**DATA RECORDS**
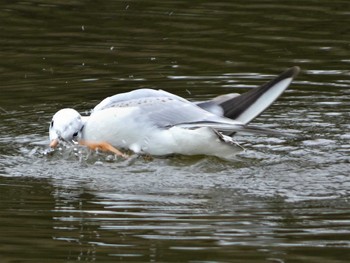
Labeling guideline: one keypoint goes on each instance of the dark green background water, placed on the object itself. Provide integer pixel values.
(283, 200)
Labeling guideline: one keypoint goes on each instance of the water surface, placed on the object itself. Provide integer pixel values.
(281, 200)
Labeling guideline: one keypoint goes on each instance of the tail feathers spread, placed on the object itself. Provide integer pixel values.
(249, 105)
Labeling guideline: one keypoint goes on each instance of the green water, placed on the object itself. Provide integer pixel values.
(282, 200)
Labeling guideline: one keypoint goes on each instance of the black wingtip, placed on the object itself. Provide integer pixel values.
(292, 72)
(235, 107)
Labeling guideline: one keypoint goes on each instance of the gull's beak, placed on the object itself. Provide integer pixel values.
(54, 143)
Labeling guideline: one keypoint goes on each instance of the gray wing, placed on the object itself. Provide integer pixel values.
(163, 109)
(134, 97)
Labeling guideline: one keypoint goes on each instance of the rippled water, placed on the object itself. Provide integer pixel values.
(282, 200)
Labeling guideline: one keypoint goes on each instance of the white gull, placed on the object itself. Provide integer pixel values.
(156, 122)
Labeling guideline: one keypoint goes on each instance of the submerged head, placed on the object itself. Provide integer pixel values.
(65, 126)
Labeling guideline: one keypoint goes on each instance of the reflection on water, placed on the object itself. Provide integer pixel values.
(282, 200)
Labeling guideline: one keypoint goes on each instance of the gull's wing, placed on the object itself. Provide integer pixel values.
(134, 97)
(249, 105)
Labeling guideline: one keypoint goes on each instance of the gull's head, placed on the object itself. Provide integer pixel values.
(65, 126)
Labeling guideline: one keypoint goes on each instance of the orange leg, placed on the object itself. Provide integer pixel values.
...
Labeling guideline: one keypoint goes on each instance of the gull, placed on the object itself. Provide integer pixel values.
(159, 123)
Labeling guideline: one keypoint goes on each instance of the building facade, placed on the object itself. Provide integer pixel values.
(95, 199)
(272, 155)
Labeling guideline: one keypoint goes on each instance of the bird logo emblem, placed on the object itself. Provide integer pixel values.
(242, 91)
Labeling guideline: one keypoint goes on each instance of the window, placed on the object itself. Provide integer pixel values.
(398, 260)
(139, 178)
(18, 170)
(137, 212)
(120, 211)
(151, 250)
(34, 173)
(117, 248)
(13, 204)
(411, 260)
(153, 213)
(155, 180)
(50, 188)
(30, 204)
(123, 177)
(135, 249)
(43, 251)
* * *
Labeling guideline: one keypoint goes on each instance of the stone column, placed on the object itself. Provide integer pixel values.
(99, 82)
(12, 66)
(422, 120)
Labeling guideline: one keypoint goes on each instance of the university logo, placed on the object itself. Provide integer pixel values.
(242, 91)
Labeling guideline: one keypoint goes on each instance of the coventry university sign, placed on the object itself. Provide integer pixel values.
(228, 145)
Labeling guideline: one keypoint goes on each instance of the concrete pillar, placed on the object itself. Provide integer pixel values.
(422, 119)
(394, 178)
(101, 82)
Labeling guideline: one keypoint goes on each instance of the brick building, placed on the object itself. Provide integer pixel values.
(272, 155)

**PROMPT**
For this exercise, repeat exactly the lines of the data above from the one with "of the reflection" down to the one with "of the orange", both end lines included.

**RESULT OF THE EXERCISE**
Labeling guideline: one keypoint goes on each instance of the reflection on water, placed on the object itself. Provide integer pixel values.
(282, 200)
Labeling guideline: one keypoint goes on each instance of the gull's wing, placed on the object itself. Provide integer pixel values.
(134, 97)
(249, 105)
Labeling guideline: one keypoint goes on each instance of the gull's head, placed on the object itself. Provide integer pixel values.
(65, 126)
Labeling guideline: one keypoint goes on each instance of the orange leg, placed on the object itself. Provide integer pixel values.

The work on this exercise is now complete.